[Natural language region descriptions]
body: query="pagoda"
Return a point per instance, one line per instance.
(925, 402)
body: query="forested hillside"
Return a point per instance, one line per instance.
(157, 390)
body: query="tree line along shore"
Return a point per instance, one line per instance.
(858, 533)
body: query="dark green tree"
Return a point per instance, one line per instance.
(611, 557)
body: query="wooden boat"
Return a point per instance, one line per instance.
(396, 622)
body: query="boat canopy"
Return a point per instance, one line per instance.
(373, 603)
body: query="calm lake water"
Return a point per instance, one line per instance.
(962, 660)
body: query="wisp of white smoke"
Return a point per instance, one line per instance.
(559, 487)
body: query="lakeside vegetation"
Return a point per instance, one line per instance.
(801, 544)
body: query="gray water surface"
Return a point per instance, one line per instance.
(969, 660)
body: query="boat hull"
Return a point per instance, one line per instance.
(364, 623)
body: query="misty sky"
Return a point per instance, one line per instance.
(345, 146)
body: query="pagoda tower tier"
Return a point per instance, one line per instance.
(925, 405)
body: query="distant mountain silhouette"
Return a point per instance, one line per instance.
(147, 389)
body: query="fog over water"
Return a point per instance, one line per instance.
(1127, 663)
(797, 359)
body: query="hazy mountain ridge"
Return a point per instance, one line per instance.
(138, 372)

WORK TO BE COMPLETED
Could you work out how many lines in the records include "water"? Answer with the number only.

ANSWER FOR THE TASK
3